OBIETTIVO DEL COMPITO
Per favore, cita per intero e parola per parola il testo sulla piastra per capelli.
___ ESTRATTO DELLA PAGINA ___
L’uso quotidiano della piastra per capelli può causare danni significativi se non si adottano le giuste precauzioni. Il calore eccessivo può trasformare l’acqua residua nel fusto del capello in vapore, creando bolle che danneggiano irreversibilmente la fibra capillare. Per evitare questo, è fondamentale impostare la temperatura corretta e utilizzare prodotti protettivi adeguati.
La salute dei tuoi capelli dipende da come gestisci il calore. Con i giusti accorgimenti, puoi ottenere una stiratura perfetta senza compromettere la struttura del capello.
La scelta della temperatura giusta
La temperatura della piastra è un fattore cruciale per la salute dei capelli. Per capelli fini e danneggiati, una temperatura compresa tra 150-160°C è più che sufficiente. Per capelli spessi o ribelli, si può aumentare fino a 180-190°C ma mai oltre i 200°C soglia oltre la quale la cheratina subisce un danno termico permanente.
___ DATI FORNITI ___
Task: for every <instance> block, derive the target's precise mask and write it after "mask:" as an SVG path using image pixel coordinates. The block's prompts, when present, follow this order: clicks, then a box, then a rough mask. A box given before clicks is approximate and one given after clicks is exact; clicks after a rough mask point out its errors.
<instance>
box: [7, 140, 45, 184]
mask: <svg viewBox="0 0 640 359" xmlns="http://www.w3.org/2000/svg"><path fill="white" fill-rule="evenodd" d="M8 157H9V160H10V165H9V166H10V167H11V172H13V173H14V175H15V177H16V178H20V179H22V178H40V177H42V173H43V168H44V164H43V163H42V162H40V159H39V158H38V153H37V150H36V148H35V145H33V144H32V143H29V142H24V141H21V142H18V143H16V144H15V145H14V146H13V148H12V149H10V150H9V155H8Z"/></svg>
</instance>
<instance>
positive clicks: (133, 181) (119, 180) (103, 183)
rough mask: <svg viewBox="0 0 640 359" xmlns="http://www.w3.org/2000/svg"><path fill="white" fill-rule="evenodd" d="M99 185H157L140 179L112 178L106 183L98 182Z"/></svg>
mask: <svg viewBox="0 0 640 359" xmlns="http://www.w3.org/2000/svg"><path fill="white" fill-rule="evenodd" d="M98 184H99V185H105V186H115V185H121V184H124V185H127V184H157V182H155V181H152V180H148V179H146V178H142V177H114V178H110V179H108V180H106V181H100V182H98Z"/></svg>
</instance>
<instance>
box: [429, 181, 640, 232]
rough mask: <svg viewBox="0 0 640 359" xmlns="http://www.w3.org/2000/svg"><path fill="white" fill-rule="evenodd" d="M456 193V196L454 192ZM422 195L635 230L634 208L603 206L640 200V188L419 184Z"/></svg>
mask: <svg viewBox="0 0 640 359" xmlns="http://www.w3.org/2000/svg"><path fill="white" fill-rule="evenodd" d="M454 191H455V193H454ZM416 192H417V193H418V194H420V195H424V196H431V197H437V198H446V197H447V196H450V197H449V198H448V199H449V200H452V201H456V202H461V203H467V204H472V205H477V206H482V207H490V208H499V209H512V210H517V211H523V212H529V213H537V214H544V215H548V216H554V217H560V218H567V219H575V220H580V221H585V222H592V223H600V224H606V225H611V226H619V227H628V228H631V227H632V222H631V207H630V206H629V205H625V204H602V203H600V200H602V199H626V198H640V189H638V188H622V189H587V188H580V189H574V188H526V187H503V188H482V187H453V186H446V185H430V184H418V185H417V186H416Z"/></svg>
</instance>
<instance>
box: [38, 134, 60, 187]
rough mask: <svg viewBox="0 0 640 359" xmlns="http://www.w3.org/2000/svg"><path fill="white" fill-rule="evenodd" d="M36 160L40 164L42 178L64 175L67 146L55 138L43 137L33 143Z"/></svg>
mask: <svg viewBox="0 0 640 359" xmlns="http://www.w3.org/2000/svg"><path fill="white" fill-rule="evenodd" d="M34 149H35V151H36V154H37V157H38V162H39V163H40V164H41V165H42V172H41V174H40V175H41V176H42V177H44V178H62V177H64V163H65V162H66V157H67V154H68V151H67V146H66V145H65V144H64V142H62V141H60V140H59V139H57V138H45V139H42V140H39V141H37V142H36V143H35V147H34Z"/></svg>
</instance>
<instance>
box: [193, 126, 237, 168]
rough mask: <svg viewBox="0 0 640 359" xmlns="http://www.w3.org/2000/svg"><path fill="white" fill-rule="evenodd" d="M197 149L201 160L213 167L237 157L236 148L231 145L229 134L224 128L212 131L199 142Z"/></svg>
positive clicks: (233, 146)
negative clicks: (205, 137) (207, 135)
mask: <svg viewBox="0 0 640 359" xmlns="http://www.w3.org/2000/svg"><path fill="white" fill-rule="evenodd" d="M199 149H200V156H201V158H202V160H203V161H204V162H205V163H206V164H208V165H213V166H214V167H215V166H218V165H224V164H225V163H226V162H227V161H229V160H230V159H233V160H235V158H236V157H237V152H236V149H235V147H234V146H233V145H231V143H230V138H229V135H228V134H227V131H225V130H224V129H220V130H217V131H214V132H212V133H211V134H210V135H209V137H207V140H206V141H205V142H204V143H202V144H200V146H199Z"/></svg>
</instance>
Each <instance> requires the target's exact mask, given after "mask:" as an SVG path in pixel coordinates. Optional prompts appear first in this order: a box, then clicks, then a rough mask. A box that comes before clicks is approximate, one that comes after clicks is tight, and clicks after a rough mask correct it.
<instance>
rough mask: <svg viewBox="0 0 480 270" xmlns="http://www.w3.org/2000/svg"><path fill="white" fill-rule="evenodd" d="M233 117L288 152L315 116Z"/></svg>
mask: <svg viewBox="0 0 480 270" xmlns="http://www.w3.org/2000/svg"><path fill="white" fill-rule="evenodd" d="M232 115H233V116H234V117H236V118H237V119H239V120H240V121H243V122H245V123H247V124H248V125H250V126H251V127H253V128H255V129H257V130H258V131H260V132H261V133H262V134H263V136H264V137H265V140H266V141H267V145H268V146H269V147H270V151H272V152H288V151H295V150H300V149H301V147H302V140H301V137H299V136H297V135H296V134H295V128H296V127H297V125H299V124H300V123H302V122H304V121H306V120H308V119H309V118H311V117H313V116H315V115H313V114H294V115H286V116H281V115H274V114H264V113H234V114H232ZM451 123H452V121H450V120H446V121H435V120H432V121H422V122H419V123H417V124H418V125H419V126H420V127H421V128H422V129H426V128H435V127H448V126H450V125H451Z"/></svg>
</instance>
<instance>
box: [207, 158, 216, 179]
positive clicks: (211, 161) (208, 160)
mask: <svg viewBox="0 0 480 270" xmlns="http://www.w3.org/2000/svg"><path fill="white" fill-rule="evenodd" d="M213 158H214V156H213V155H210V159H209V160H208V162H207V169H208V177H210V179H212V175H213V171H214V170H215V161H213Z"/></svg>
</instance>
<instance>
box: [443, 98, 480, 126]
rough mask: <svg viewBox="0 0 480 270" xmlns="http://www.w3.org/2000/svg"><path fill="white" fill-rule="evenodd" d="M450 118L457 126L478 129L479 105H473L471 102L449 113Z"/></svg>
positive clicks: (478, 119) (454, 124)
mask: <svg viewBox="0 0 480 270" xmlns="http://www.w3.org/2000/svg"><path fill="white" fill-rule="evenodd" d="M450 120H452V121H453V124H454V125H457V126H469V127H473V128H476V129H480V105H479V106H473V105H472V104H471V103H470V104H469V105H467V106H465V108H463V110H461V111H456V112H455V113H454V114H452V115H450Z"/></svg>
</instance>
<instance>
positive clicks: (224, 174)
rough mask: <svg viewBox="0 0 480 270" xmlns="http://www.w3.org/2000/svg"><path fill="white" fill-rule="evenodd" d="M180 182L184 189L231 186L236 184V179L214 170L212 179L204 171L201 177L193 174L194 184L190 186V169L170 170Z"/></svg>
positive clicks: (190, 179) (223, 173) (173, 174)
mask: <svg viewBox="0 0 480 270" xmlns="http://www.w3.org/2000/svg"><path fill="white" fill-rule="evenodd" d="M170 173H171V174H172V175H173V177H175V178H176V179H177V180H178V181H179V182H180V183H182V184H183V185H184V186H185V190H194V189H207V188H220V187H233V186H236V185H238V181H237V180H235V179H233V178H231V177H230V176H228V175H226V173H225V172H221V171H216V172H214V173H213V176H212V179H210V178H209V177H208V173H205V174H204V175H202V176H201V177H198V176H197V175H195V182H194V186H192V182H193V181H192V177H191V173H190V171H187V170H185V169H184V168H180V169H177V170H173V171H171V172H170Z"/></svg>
___
RISPOSTA
L’uso quotidiano della piastra per capelli può causare danni significativi se non si adottano le giuste precauzioni. Il calore eccessivo può trasformare l’acqua residua nel fusto del capello in vapore, creando bolle che danneggiano irreversibilmente la fibra capillare. Per evitare questo, è fondamentale impostare la temperatura corretta e utilizzare prodotti protettivi adeguati.
La salute dei tuoi capelli dipende da come gestisci il calore. Con i giusti accorgimenti, puoi ottenere una stiratura perfetta senza compromettere la struttura del capello.
La scelta della temperatura giusta
La temperatura della piastra è un fattore cruciale per la salute dei capelli. Per capelli fini e danneggiati, una temperatura compresa tra 150-160°C è più che sufficiente. Per capelli spessi o ribelli, si può aumentare fino a 180-190°C ma mai oltre i 200°C soglia oltre la quale la cheratina subisce un danno termico permanente.